— Start MATERIAL FOR THIS TASK —

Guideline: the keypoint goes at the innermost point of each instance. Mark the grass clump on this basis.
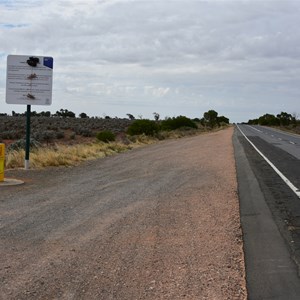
(62, 155)
(106, 136)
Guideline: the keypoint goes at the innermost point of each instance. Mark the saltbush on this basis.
(178, 122)
(147, 127)
(106, 136)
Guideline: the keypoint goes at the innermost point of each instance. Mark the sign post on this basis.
(29, 82)
(2, 160)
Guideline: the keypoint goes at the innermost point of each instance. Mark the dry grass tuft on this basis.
(66, 155)
(62, 155)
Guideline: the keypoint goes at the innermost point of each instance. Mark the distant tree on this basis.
(268, 120)
(65, 113)
(178, 122)
(210, 118)
(156, 116)
(286, 119)
(130, 116)
(253, 122)
(83, 115)
(222, 119)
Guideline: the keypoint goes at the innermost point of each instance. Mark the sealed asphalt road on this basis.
(270, 212)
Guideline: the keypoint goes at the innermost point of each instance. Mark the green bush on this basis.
(146, 127)
(106, 136)
(178, 122)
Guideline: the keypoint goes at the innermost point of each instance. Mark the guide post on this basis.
(2, 160)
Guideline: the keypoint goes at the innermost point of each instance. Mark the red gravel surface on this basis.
(159, 222)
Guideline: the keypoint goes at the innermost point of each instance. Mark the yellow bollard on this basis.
(2, 159)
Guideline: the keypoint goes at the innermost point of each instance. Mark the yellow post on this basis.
(2, 159)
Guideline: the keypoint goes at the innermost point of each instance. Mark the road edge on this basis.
(271, 273)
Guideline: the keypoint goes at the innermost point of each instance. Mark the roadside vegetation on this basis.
(284, 121)
(64, 140)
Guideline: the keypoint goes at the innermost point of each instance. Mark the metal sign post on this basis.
(2, 160)
(27, 150)
(29, 82)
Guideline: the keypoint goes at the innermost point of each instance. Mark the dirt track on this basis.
(160, 222)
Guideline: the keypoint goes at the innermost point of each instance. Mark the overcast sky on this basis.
(174, 57)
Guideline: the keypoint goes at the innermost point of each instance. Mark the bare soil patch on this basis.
(159, 222)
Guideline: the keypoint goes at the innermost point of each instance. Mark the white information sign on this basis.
(29, 80)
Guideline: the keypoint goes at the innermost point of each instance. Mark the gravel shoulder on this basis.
(159, 222)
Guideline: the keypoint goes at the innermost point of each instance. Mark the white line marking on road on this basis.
(255, 128)
(285, 179)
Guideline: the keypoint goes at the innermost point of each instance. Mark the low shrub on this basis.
(178, 122)
(106, 136)
(147, 127)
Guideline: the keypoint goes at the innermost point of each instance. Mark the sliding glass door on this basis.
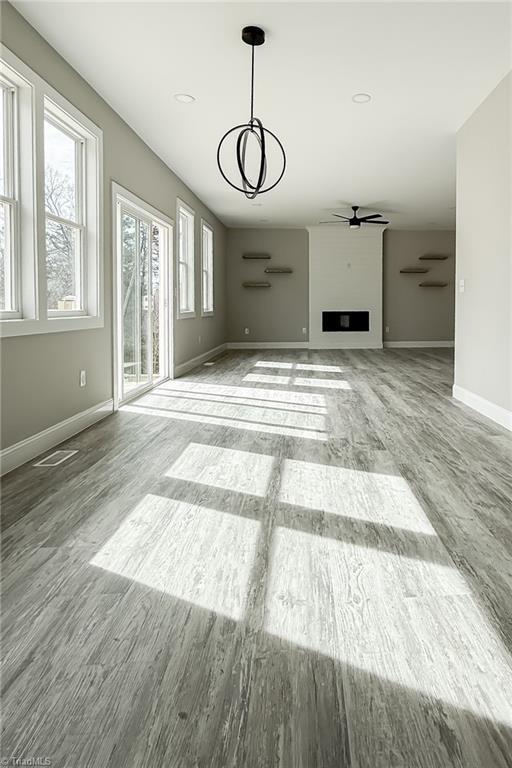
(143, 305)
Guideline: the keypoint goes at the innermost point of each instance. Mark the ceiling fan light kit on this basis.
(255, 131)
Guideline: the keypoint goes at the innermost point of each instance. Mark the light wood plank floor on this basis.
(288, 558)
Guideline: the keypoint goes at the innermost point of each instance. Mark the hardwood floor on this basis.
(297, 558)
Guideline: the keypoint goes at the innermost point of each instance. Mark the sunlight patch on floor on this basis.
(267, 378)
(196, 554)
(240, 471)
(231, 410)
(348, 602)
(218, 421)
(270, 364)
(301, 381)
(377, 498)
(256, 393)
(315, 367)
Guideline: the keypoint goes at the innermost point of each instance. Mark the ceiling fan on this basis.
(355, 222)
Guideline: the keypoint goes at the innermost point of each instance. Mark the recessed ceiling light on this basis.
(184, 98)
(361, 98)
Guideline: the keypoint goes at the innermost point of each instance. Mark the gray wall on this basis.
(39, 374)
(412, 313)
(483, 333)
(278, 313)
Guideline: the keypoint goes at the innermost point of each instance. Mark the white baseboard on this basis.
(180, 370)
(267, 345)
(344, 345)
(19, 453)
(494, 412)
(417, 344)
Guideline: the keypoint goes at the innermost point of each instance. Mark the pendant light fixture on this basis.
(252, 131)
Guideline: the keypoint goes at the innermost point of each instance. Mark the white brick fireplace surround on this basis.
(345, 274)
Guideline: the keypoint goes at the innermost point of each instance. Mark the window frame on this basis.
(34, 95)
(210, 272)
(190, 263)
(10, 197)
(123, 200)
(56, 117)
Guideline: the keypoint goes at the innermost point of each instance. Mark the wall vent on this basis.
(54, 459)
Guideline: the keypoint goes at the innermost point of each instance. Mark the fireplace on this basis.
(345, 321)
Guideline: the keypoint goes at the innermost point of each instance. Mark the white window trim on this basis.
(180, 314)
(207, 312)
(34, 316)
(129, 201)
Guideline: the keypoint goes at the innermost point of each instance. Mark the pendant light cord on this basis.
(252, 83)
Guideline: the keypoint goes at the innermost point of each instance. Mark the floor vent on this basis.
(55, 458)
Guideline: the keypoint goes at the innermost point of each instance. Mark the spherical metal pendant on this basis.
(252, 184)
(243, 182)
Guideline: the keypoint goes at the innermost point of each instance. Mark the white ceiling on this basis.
(427, 66)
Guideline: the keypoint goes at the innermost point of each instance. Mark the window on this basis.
(50, 254)
(9, 282)
(186, 290)
(207, 268)
(143, 342)
(64, 227)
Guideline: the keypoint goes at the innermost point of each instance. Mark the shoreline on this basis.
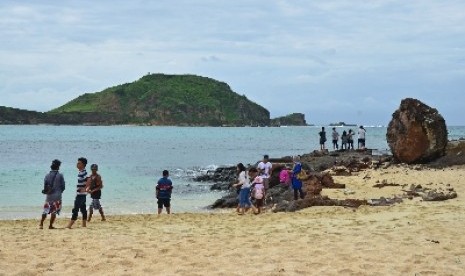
(408, 238)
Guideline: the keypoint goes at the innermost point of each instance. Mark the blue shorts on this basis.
(164, 202)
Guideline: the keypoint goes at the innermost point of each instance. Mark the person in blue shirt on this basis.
(297, 183)
(163, 192)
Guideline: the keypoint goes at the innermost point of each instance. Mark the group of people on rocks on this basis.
(54, 186)
(347, 139)
(252, 184)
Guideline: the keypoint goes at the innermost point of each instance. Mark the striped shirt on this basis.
(82, 179)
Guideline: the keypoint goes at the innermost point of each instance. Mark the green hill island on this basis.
(158, 99)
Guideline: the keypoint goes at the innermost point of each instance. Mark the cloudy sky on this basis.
(339, 60)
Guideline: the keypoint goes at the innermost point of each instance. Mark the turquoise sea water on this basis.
(131, 159)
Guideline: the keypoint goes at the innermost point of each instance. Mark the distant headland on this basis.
(157, 99)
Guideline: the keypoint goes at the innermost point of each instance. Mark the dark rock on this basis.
(220, 186)
(417, 133)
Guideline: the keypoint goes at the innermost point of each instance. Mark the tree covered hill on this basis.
(160, 99)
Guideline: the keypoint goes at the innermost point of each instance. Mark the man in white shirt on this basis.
(361, 137)
(264, 170)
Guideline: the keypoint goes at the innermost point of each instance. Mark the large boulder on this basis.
(417, 133)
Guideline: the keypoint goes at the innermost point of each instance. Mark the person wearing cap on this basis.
(265, 169)
(55, 180)
(95, 186)
(81, 194)
(163, 191)
(296, 182)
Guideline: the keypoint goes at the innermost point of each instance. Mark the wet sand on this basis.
(411, 238)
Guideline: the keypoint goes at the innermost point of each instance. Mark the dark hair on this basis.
(253, 170)
(55, 165)
(241, 167)
(83, 160)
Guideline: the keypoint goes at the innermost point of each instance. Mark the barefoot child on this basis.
(95, 189)
(163, 192)
(258, 192)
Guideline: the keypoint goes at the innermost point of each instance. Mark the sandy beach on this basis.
(411, 238)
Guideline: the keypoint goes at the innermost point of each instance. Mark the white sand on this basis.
(411, 238)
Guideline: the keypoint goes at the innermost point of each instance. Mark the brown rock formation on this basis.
(417, 133)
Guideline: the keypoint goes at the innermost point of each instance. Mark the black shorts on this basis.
(163, 202)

— End MATERIAL FOR THIS TASK —

* INSTRUCTION: Leave out the pictures and transcribe the entries above exactly.

* SOLUTION FOR THIS EXERCISE:
Guideline: the keypoint goes at the innermost point of each instance. Mark the grass clump on this basis.
(62, 155)
(106, 136)
Guideline: the keypoint goes at the innermost point of each instance. Mark the saltbush on this basis.
(178, 122)
(147, 127)
(106, 136)
Guideline: the keypoint goes at the innermost point of each instance. Mark the sign post on this basis.
(29, 82)
(2, 160)
Guideline: the keypoint goes at the innermost point of each instance. Mark the dry grass tuft on this basis.
(66, 155)
(62, 155)
Guideline: the keypoint goes at the innermost point of each instance. Mark the distant tree on this basis.
(268, 120)
(65, 113)
(178, 122)
(210, 118)
(156, 116)
(286, 119)
(130, 116)
(253, 122)
(83, 115)
(222, 119)
Guideline: the keypoint goes at the innermost point of each instance. Mark the sealed asphalt road on this basis.
(270, 212)
Guideline: the keypoint goes at the innermost point of each instance. Mark the green bush on this basis.
(146, 127)
(106, 136)
(178, 122)
Guideline: the keypoint goes at the innermost point of each instance. Mark the guide post on this basis.
(2, 160)
Guideline: the keypoint goes at the innermost point of each instance. Mark the red gravel surface on this basis.
(159, 222)
Guideline: the keypoint goes at the innermost point of each instance. Mark the yellow bollard on this basis.
(2, 159)
Guideline: the keypoint goes at the innermost point of each instance. Mark the yellow post on this basis.
(2, 159)
Guideline: the keypoint goes at the innermost point of each instance. Mark the road edge on this basis.
(271, 273)
Guideline: the keypoint goes at the innermost point of each instance. Mark the roadside vegetation on this basis.
(284, 121)
(64, 140)
Guideline: the keypoint goes at the innermost point of each instance. Mark the metal sign post on this basis.
(2, 160)
(27, 150)
(29, 82)
Guideline: the keypoint goes at the innermost point of each instance. Mark the dirt track on this basis.
(160, 222)
Guideline: the keypoint goes at the innermost point of each instance. Mark the overcast sky on this basis.
(174, 57)
Guideline: the keypoint goes at the innermost point of each instance. Mark the bare soil patch on this basis.
(159, 222)
Guideline: the keypoint goes at the innermost point of each instance. Mark the white information sign on this basis.
(29, 80)
Guideline: the keypoint goes at the innermost point of each instance. Mark the gravel shoulder on this basis.
(159, 222)
Guideline: the keypoint goes at the innermost point of each instance. Mark the white line marking on road on this basis.
(255, 128)
(285, 179)
Guideline: the keypoint goes at the innermost point of each instance. Mark the low shrub on this basis.
(178, 122)
(106, 136)
(147, 127)
Guideline: the keypoint goes at the innermost point of each instance. Mark the sliding glass door on this basis.
(143, 305)
Guideline: the keypoint goes at the innermost point of each instance. Mark the ceiling fan light kit on this basis.
(255, 131)
Guideline: the keypoint goes at the innermost point of each instance. Mark the light wood plank floor on this basis.
(288, 558)
Guideline: the keypoint goes at the innermost point of each instance. Mark the hardwood floor on this basis.
(297, 558)
Guideline: the keypoint goes at the innermost point of each instance. Mark the sunlight patch on floor on this basis.
(267, 378)
(196, 554)
(240, 471)
(231, 410)
(348, 602)
(218, 421)
(270, 364)
(301, 381)
(377, 498)
(256, 393)
(315, 367)
Guideline: the keypoint goes at the innermost point of each instance. Mark the ceiling fan on this basis.
(355, 222)
Guideline: the keypoint goes at the innermost point of each instance. Mark the recessed ceiling light on this basis.
(184, 98)
(361, 98)
Guideline: the keypoint goes at the innermost point of each instance. Mark the gray wall on this basis.
(39, 374)
(412, 313)
(483, 333)
(278, 313)
Guideline: the keypoint goes at the innermost point of each instance. Mark the white baseboard on this basis.
(180, 370)
(267, 345)
(344, 345)
(19, 453)
(494, 412)
(417, 344)
Guideline: the keypoint goes at the innermost point of each instance. Mark the pendant light fixture on this basis.
(252, 131)
Guideline: the keypoint goes at the innermost point of each instance. Mark the white brick fireplace surround on this basis.
(345, 274)
Guideline: the keypoint goes at the innermost point of each instance. Mark the window frame on this basis.
(34, 95)
(210, 272)
(190, 263)
(10, 197)
(123, 200)
(56, 117)
Guideline: the keypoint goes at the innermost point of each instance. Mark the wall vent on this basis.
(54, 459)
Guideline: the keypoint goes at the innermost point of each instance. Mark the fireplace on this basis.
(345, 321)
Guideline: the keypoint goes at the innermost point of each instance. Mark the white window trim on this basis.
(180, 314)
(207, 312)
(34, 316)
(129, 201)
Guideline: the keypoint goes at the innermost point of each instance. Mark the pendant light cord on this basis.
(252, 83)
Guideline: the keypoint goes at the innermost point of each instance. Mark the floor vent on this basis.
(55, 458)
Guideline: the keypoint goes at the innermost point of each instance. Mark the spherical metal pendant on this basis.
(252, 184)
(243, 182)
Guideline: the keypoint goes at the innermost point of each instance. Mark the white ceiling on this basis.
(427, 66)
Guideline: the keypoint goes at the innermost point of each instance. Mark the window on this basis.
(50, 254)
(9, 282)
(186, 290)
(207, 268)
(143, 342)
(64, 227)
Guideline: the keypoint goes at the innermost point of each instance. Mark the shoreline on this basis.
(408, 238)
Guideline: the keypoint goes at the innermost point of each instance. Mark the blue shorts on this basis.
(164, 202)
Guideline: the keypoint goes at the innermost point of each instance. Mark the person in blue shirt on this basis.
(297, 183)
(163, 192)
Guideline: the keypoint goes at the innermost point of each instance. Mark the group of people on rocks on this basis.
(54, 186)
(347, 139)
(252, 184)
Guideline: the keypoint goes at the innermost point of each instance. Mark the striped shirt on this basis.
(82, 179)
Guideline: the keypoint goes at the innermost point of each instance. Mark the green hill island on this basis.
(158, 99)
Guideline: the keypoint goes at the innermost point of each instance. Mark the cloudy sky on this basis.
(339, 60)
Guideline: the keypoint goes at the innermost point of each instance. Mark the turquoise sea water on this basis.
(131, 159)
Guideline: the keypoint goes at the innermost point of each instance. Mark the distant headland on this basis.
(157, 99)
Guideline: the keypoint goes at the innermost point of each instance. Mark the dark rock on this basis.
(220, 186)
(417, 133)
Guideline: the keypoint goes at the innermost point of each instance. Mark the tree covered hill on this basis.
(160, 99)
Guideline: the keypoint goes at the innermost point of each instance. Mark the man in white shirt on this basis.
(361, 137)
(264, 170)
Guideline: the keypoint goes at the innermost point of each instance. Mark the large boulder on this basis.
(417, 133)
Guideline: the keypoint goes at the innermost point of each instance. Mark the person wearing cap on this basis.
(265, 169)
(55, 180)
(95, 186)
(81, 194)
(163, 191)
(296, 182)
Guideline: the keypoint goes at the innermost point of each instance. Mark the wet sand on this basis.
(411, 238)
Guideline: the keypoint goes at the innermost point of each instance. Mark the dark hair on this basis.
(253, 170)
(55, 165)
(241, 167)
(83, 160)
Guideline: the keypoint goes at the innermost point of each instance. Mark the barefoot child on this basis.
(95, 189)
(163, 192)
(258, 192)
Guideline: the keypoint goes at the innermost point of each instance. Mark the sandy beach on this basis.
(411, 238)
Guideline: the keypoint goes at the innermost point of each instance. Mark the white sand on this basis.
(411, 238)
Guideline: the keypoint goes at the innermost point of each instance. Mark the brown rock formation on this basis.
(417, 133)
Guideline: the keypoint goes at the innermost point of each instance. Mark the black shorts on this basis.
(163, 202)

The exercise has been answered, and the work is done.